──────── Sayfa Alıntısı
Bizim kuşak...
19 yıl önce Newyork'ta sahnelenen 11 Eylül olayı üzerinden tasarlanan yeni dünyayı ve bu coğrafyadaki mazlum halklara ödettirilen bedelleri, 40 yıl önceki 12 Eylül darbesinin arkasındaki güçleri ve güncel versiyonlarını çok iyi biliyor.
Onların anlamak istemedikleri...
Veya...
İşlerine gelmeyen nokta şu:
"Türkiye'nin tercihleri ile Türkiye'nin liderliği arasında sarsılmaz bağlar var!" Evet!
İçeride dozu hayli yüksek tartışmalar yaşarız.
Lakin!
Türk milleti ile Türkiye Cumhurbaşkanını ayrıştırma oyununa gelmeyiz.
Yani...
"Cumhurbaşkanınızdan vazgeçin, bakın her şey ne güzel olacak!" tuzağına düşmeyiz.
Dedim ya...
Eleştiririz.
"Keşke şöyle yapsaydı" deriz.
Günün sonunda...
────────────────
### Yapılacak İşler
a. Liderlik üzerine yazıda "Türk milleti ile" ile "Günün sonunda..." arasındaki bölümü, iki uç da dahil olmak üzere, hiçbir değişiklik yapmadan geri verin.
b. Liderlik üzerine yazıya göre aşağıdaki soruları yanıtlayın:
(i) 12 Eylül darbesinin kaç yıl önce gerçekleştiği belirtilmektedir?
(ii) 11 Eylül olayının hangi şehirde sahnelendiği söylenmektedir?
(iii) Hangi ikisini ayrıştırma oyununa gelinmeyeceği ifade edilmektedir?
c. Liderlik üzerine yazıyı, son cümlesinin ardından devam ettirerek genişletin.
──────── Sağlanan Veriler
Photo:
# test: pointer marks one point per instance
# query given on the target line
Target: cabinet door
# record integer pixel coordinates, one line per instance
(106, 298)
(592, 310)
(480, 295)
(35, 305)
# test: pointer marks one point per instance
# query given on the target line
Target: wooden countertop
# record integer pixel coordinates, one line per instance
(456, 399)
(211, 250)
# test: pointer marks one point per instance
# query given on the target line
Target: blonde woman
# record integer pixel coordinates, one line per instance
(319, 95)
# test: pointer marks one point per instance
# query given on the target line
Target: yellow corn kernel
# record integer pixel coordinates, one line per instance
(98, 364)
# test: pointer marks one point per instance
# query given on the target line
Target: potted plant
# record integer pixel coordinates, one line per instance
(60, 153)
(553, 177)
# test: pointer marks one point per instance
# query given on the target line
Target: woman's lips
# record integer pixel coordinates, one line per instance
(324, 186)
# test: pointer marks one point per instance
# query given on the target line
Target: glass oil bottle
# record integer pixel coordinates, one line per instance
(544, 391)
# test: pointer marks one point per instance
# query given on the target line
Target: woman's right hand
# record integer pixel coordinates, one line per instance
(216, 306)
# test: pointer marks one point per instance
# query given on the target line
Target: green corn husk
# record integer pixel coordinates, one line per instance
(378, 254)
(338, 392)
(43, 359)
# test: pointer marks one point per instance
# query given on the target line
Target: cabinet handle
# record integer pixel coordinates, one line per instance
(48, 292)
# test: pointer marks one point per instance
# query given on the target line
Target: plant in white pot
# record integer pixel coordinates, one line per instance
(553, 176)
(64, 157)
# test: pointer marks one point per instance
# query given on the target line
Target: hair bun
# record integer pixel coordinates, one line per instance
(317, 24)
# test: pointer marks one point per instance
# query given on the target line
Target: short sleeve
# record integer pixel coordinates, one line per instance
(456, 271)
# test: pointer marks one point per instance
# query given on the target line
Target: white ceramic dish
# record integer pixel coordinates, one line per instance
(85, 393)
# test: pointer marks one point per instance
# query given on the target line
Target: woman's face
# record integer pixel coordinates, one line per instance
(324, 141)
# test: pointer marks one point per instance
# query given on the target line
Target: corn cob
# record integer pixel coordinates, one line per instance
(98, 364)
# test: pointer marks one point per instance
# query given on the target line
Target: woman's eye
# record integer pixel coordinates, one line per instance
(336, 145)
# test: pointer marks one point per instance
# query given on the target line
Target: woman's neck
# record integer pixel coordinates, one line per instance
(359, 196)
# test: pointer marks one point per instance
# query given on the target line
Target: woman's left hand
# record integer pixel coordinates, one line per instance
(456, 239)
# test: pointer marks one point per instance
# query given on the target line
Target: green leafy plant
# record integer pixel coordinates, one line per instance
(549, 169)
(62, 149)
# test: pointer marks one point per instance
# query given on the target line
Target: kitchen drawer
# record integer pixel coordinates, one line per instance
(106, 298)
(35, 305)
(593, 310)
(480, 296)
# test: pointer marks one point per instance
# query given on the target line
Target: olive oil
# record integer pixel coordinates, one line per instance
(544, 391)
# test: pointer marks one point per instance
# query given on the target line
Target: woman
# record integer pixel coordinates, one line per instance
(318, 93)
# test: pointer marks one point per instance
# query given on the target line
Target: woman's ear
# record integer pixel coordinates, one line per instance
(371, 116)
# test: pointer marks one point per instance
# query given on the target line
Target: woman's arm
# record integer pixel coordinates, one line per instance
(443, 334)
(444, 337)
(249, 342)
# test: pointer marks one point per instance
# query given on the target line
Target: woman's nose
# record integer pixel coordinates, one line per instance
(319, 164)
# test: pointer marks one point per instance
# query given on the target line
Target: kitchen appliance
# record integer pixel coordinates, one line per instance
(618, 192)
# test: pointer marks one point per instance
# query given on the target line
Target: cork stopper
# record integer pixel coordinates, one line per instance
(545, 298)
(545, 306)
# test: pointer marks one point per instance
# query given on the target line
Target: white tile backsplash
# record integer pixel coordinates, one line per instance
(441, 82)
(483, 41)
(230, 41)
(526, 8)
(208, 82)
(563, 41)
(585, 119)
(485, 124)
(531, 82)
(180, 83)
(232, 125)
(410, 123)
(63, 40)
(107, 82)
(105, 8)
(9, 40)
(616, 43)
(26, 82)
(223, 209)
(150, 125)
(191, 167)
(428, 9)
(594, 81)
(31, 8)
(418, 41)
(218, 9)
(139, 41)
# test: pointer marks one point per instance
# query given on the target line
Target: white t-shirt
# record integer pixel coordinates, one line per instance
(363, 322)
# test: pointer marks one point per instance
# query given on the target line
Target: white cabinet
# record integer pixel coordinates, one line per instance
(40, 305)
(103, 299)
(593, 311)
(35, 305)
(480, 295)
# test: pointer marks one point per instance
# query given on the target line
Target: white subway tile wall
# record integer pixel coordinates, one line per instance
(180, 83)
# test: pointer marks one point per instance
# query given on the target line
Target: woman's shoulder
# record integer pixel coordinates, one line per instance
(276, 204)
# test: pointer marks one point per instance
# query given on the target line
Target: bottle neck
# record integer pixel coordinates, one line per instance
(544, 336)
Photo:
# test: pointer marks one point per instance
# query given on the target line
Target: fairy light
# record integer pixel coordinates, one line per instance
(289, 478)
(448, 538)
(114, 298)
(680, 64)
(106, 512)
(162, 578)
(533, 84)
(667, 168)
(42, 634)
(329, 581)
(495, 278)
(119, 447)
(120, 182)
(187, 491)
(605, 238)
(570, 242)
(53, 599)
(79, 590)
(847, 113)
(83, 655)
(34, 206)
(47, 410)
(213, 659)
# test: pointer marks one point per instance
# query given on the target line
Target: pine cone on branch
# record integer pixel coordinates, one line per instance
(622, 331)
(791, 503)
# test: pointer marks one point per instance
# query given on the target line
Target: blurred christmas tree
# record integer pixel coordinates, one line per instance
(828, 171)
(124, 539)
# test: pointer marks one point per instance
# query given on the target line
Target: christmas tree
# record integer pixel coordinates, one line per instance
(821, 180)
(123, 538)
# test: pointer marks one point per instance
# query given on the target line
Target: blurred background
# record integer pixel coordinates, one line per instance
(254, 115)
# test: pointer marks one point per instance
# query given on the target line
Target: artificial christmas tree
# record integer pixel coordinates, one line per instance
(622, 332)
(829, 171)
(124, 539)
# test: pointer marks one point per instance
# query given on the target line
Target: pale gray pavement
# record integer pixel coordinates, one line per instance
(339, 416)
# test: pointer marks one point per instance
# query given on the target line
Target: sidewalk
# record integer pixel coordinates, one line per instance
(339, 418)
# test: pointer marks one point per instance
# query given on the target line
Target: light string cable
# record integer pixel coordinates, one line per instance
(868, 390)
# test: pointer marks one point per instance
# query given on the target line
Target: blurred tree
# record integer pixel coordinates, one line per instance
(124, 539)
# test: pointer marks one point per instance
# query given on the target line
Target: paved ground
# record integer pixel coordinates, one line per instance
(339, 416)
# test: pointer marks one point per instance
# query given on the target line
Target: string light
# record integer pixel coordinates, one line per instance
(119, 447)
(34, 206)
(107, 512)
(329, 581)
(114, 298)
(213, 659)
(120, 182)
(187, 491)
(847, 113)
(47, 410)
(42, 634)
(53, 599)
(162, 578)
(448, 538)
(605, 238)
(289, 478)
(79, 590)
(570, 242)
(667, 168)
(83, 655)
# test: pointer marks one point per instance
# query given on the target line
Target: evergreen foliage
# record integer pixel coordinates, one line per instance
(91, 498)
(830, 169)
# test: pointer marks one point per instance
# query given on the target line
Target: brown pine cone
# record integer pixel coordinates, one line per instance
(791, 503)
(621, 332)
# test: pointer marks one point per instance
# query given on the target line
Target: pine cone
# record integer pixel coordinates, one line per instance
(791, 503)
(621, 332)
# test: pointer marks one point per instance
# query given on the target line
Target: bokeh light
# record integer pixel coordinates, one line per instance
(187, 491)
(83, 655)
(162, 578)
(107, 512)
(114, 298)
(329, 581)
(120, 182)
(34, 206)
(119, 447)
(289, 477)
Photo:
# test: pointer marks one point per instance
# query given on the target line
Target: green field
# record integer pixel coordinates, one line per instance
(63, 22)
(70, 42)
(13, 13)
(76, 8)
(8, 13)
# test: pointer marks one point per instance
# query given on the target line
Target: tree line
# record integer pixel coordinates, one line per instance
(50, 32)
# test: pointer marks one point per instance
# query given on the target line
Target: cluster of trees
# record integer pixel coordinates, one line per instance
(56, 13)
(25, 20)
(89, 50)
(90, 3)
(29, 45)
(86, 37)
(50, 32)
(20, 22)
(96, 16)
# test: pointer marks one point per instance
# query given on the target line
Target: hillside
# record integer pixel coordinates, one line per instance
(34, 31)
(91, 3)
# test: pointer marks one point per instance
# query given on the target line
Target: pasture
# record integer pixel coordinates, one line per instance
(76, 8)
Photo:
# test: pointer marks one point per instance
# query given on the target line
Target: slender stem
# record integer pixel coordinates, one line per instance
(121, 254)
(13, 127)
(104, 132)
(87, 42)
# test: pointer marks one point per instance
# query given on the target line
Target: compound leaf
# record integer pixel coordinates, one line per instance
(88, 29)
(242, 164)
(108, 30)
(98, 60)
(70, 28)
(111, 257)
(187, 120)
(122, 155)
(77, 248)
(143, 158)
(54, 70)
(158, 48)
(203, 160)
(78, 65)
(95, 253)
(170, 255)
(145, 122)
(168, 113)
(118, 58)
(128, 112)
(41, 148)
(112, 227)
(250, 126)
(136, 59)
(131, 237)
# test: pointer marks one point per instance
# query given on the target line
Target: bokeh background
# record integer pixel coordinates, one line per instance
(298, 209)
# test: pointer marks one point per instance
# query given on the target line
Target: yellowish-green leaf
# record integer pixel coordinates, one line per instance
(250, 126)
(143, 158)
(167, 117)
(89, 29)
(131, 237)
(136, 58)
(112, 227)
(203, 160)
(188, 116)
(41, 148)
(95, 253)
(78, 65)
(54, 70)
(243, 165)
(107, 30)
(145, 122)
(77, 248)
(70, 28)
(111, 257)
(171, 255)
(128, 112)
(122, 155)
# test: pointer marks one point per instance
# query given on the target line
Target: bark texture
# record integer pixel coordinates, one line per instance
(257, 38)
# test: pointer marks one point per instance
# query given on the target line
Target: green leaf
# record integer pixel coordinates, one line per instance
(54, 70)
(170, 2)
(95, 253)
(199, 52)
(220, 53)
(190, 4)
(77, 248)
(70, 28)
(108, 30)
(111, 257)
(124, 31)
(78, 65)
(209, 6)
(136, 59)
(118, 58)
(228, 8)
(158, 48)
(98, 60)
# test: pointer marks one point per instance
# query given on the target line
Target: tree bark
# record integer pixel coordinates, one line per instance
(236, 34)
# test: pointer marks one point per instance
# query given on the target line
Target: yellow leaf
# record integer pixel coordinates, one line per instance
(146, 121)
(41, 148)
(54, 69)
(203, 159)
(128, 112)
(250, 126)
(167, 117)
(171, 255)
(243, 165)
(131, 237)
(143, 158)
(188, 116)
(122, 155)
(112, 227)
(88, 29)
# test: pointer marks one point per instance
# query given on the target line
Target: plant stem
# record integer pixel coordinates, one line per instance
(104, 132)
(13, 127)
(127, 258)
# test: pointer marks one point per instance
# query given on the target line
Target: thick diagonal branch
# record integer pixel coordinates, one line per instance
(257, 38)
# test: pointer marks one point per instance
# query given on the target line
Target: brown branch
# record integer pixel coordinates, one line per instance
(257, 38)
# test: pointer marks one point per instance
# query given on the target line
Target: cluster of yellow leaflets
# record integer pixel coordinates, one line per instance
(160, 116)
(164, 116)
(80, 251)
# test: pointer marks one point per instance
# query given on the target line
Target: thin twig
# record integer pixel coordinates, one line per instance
────────────────
### Sıralı Sonuçlar
a.
Türk milleti ile Türkiye Cumhurbaşkanını ayrıştırma oyununa gelmeyiz.
Yani...
"Cumhurbaşkanınızdan vazgeçin, bakın her şey ne güzel olacak!" tuzağına düşmeyiz.
Dedim ya...
Eleştiririz.
"Keşke şöyle yapsaydı" deriz.
Günün sonunda...

b.
(i) 40 yıl önce.
(ii) Newyork'ta.
(iii) Türk milleti ile Türkiye Cumhurbaşkanını.

c.
Demokratik seçimimizi yansıtan Cumhurbaşkanı Tayyip Erdoğan'ın, Türk milletinin ve Türkiye'nin çıkarlarını savunma iradesine zerrece halel gelmesine izin vermeyiz.
Atatürk'ün "Gençliğe Hitabesi"ndeki bir vurgusunu, iktidar olma hevesi ile yanlış işbirliklerine meyledenlere bir kez daha hatırlatırız.
Hatta bir uyarlama yaparak şöyle deriz:
"Memleketin dahlinde iktidara sahip olmak isteyenler, iktidar olma umutlarını müstevlilerin siyasi emelleri ile tevhit edebilirler!" Haydi biraz yumuşatalım...
"Tevhit etmemeliler!" diyelim.
Özetle...
"Erdoğan-Türkiye" ikilemi yaratmak isteyen iç ve dış çevreler ile onların işbirlikçileri, dün olduğu gibi bugün de emellerine ulaşamayacaktır.
"Egemenlik kayıtsız şartsız milletimizindir!"
***
Bulaşıcı karamsarlık, ihtiyatlı iyimserlik...
Öğrencilik dönemim dahil 35 yıldır Ankaraİstanbul arasında seyahat ettim.
Geçen salı günü NTV'de katıldığım "Siyasi İşler" programından dönerken tanık olduğum trafik, benzerine pek rastlamadığım yoğunluk ve çeşitlilikte idi.
Ekonomiye "yol, yolcu, yük" perspektifinden baktığınızda...
Kiralık otomobillere, şirket araçlarına, kamyon ve TIR akışına özellikle odaklanırsınız.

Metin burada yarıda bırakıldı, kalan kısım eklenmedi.